_Task to carry out:_ Proceed with the explanation below of algebraic, holomorphic, and smooth differentials and de Rham's theorem, picking up after its final sentence.

_Supplied passage:_
[Begin]

I think this answers your question, but I'm not entirely sure. Hopefully some bits of it are useful to you--let me know!
I think, first and foremost, you have a bit of confusion regarding the two uses of the word 'differential' here.
On one hand, when you speak of the differentials as $g=\dim H^0(X,\Omega^1_{X/\mathbb{C}})$ you're speaking of algebraic differentials on $X$. It follows from the general philosophy of the GAGA principle (although there is a simpler proof in this special case) that if $X^\text{an}$ denotes the analylitification of $X$ (i.e. the Riemann surface associated to $X$), then $H^0(X,\Omega^1_{X/\mathbb{C}})$ coincides with $H^0(X^\text{an},\Omega^1_{X^\text{an},\text{hol}})$. In other words, the algebraic differentials on $X$ correspond to the holomorphic differentials on $X^\text{an}$.
On the other hand, when you speak of de Rham cohomology, you are thinking of the smooth differentials on $X^\text{an}$ (thought of as just a smooth real manifold here). Indeed, the statement
$$H^i_\text{sing}(X^\text{an},\mathbb{R})\cong H^i_\text{dR}(X^\text{an})$$
(known as de Rham's Theorem) involves purely the smooth (real) manifold structure of $X^\text{an}$, not its complex structure.
Now, that's not to say that you can't compute the singular cohomology of $X^\text{an}$ from the holomorphic differentials, it's just more difficult. Namely, what is the proof of de Rham's theorem? Well, let's fix some smooth manifold $M$. Then,
$$0\to\underline{\mathbb{R}}\to\Omega^0_M\to\Omega^1_M\to\cdots\to\Omega^n_M\to 0$$
is a resolution of sheaves (here $\underline{\mathbb{R}}$ denotes the constant sheaf). But, since smooth manifolds have partitions of unity, any $C^\infty$-module ($C^\infty$ is the sheaf of smooth functions) is a so-called 'soft' sheaf, and thus acyclic. So, the $\Omega^i_M$'s (being $C^\infty$-modules) are acyclic. So, the above tells us that we can compute the (sheaf) cohomology of $\underline{\mathbb{R}}$ as the cohomology of the following chain complex (of abelian groups):
$$0\to\Omega^0_M(M)\to\Omega^1_M(M)\to\cdots\to\Omega^n_M(M)\to 0$$
But, this is precisely the de Rham cohomology of $M$ (by definition), and so we obtain the isomorphism
$$H^i(M,\underline{\mathbb{R}})\cong H^i_\text{dR}(M)$$
The, we can use the general fact that on a locally contractible space, (sheaf) cohomology of the constant sheaf agrees with singular cohomology to get
$$H^i_\text{sing}(M,\mathbb{R})\cong H^i(M,\underline{\mathbb{R}})\cong H^i_\text{dR}(M)$$
which is what we wanted.

[End]

_Object pointing dataset rows:_

[Begin]

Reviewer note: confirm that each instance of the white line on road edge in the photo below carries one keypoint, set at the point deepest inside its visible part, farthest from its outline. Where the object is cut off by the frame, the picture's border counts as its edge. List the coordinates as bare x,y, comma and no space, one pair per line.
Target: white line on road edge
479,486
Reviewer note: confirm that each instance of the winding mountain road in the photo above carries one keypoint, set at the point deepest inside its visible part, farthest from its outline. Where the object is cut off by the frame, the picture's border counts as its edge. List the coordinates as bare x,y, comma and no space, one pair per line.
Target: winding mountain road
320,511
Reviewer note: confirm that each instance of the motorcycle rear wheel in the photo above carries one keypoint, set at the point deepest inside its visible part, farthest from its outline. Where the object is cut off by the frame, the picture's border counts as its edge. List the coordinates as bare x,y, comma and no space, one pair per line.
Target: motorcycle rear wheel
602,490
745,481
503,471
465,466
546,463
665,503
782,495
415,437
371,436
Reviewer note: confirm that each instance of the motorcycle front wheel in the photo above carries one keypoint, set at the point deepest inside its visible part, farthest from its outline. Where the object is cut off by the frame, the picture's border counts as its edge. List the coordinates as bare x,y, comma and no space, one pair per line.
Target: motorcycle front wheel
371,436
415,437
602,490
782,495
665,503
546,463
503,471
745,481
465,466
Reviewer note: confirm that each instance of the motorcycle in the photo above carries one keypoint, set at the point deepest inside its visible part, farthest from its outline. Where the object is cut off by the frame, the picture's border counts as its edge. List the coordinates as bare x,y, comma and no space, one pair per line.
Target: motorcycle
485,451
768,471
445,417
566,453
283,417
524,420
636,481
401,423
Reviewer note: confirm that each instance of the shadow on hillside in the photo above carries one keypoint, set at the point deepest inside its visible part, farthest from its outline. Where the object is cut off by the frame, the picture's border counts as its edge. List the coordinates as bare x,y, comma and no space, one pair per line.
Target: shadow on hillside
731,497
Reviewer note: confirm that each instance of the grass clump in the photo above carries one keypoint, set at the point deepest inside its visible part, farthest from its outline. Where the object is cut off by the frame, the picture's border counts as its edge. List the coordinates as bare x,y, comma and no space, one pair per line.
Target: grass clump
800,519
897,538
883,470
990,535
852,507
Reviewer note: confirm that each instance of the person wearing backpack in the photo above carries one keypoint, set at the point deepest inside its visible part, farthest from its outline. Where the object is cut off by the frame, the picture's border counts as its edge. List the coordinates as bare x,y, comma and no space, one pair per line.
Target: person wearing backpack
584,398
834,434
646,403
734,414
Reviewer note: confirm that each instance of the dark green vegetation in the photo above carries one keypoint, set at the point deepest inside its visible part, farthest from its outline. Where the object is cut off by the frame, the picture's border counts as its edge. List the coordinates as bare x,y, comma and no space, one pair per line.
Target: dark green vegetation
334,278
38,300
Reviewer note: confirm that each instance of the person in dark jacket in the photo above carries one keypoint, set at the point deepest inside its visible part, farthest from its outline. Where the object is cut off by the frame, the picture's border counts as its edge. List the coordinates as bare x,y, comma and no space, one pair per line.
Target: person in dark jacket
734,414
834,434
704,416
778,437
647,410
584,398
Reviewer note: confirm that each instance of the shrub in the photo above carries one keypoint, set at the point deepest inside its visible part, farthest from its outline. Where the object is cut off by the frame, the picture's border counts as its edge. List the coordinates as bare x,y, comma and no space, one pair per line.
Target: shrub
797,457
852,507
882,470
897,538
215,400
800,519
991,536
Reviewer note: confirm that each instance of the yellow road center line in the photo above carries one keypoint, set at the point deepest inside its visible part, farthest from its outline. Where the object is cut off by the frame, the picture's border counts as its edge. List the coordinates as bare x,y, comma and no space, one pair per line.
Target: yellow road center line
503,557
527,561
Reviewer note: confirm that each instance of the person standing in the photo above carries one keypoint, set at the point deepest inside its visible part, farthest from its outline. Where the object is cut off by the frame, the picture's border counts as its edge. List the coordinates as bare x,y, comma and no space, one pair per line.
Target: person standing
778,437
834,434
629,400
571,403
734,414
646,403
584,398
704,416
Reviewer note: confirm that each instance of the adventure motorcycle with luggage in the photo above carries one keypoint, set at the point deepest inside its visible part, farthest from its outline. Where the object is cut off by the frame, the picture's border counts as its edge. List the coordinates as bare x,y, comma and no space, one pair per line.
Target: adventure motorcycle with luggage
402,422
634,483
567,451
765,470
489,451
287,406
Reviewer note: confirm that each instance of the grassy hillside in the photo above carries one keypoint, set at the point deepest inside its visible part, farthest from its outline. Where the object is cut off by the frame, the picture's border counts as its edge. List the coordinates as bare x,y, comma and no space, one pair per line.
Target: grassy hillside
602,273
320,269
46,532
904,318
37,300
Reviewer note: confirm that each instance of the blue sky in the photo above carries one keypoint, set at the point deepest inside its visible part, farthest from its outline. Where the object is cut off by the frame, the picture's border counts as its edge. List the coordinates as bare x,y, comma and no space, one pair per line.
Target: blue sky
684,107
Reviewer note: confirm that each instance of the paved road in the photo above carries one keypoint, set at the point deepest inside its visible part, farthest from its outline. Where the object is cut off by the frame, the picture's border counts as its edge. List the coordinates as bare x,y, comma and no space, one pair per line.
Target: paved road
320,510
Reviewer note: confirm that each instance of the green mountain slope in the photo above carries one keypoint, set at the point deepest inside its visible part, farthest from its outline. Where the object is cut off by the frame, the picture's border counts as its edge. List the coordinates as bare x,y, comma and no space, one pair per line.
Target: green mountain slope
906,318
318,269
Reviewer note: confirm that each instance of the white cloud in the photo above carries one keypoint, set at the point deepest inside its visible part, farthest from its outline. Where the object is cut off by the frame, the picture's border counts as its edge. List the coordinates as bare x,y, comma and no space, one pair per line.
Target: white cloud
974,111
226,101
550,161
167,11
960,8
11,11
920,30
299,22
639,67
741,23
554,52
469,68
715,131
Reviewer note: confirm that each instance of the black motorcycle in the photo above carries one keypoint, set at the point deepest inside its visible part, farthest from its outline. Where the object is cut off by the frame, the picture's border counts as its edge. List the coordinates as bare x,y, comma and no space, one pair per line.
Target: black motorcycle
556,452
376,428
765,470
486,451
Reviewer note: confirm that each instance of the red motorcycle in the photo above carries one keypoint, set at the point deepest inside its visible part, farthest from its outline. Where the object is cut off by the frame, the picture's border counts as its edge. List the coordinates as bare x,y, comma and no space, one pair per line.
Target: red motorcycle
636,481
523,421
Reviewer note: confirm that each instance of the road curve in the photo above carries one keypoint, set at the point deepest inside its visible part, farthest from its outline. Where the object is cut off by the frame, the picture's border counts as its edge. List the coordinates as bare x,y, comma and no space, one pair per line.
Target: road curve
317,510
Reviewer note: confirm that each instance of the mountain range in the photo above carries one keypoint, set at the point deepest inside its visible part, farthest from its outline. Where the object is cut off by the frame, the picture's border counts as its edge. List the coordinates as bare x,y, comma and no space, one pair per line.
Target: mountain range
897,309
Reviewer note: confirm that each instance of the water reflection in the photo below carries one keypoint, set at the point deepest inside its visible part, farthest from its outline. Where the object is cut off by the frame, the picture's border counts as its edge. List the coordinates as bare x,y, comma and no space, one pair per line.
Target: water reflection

[End]

_Result of this task:_
You could try to run this argument through on some complex manifold $\mathcal{X}$, replacing smooth differentials with with holomorphic differentials, in a hope to prove something like $H^i_\text{sing}(\mathcal{X},\mathbb{C})$ is equal to the cohomology of the following chain of abelian groups
$$0\to\Omega^1_\text{hol}(\mathcal{X})\to\cdots\to\Omega^n_\text{hol}(\mathcal{X})\to 0\quad (*)$$
Of course, something is fishy here. I used $n$ to denote the index of termination both here, and in the sequence of differentials on the smooth manifold above. But, they're different $n$! If you view $\mathcal{X}$ as a smooth manifold, the 'n' that shows up in the smooth de Rham sequence is the real dimension of $\mathcal{X}$, and the $n$ that shows up in this holomorphic de Rham sequence is the complex dimension of $\mathcal{X}$. So, of course it can't be true that $H^i_\text{sing}(\mathcal{X},\mathbb{C})$ is the cohomology of this chain of abelian groups coming from holomorphic differentials, else the singular cohomology of a smooth manifold would be concentrated in degrees $0$ to $n$, of the (real) $2n$-dimensional smooth manifold $\mathcal{X}$. This certainly isn't the case in general (think of $\mathbb{P}^n$).
What goes wrong? Well, it's still true that
$$0\to\underline{\mathbb{C}}\to \Omega^1_\text{hol}\to\cdots\to\Omega^n_\text{hol}\to 0$$
is a resolution of sheaves. But, complex manifolds do NOT have holomorphic partitions of unity. So, there is no reason that the sheaves $\Omega^i_\text{hol}$ should be acyclic, and, in general, they aren't (think about $\mathbb{P}^1$ with $\Omega^1_\text{hol}=\mathcal{O}(-2)$). So, you can't compute
$$H^i_\text{sing}(\mathcal{X},\mathbb{C})\cong H^i(\mathcal{X},\underline{\mathbb{C}})$$
from the cohomology of chain of abelian groups $(\ast)$.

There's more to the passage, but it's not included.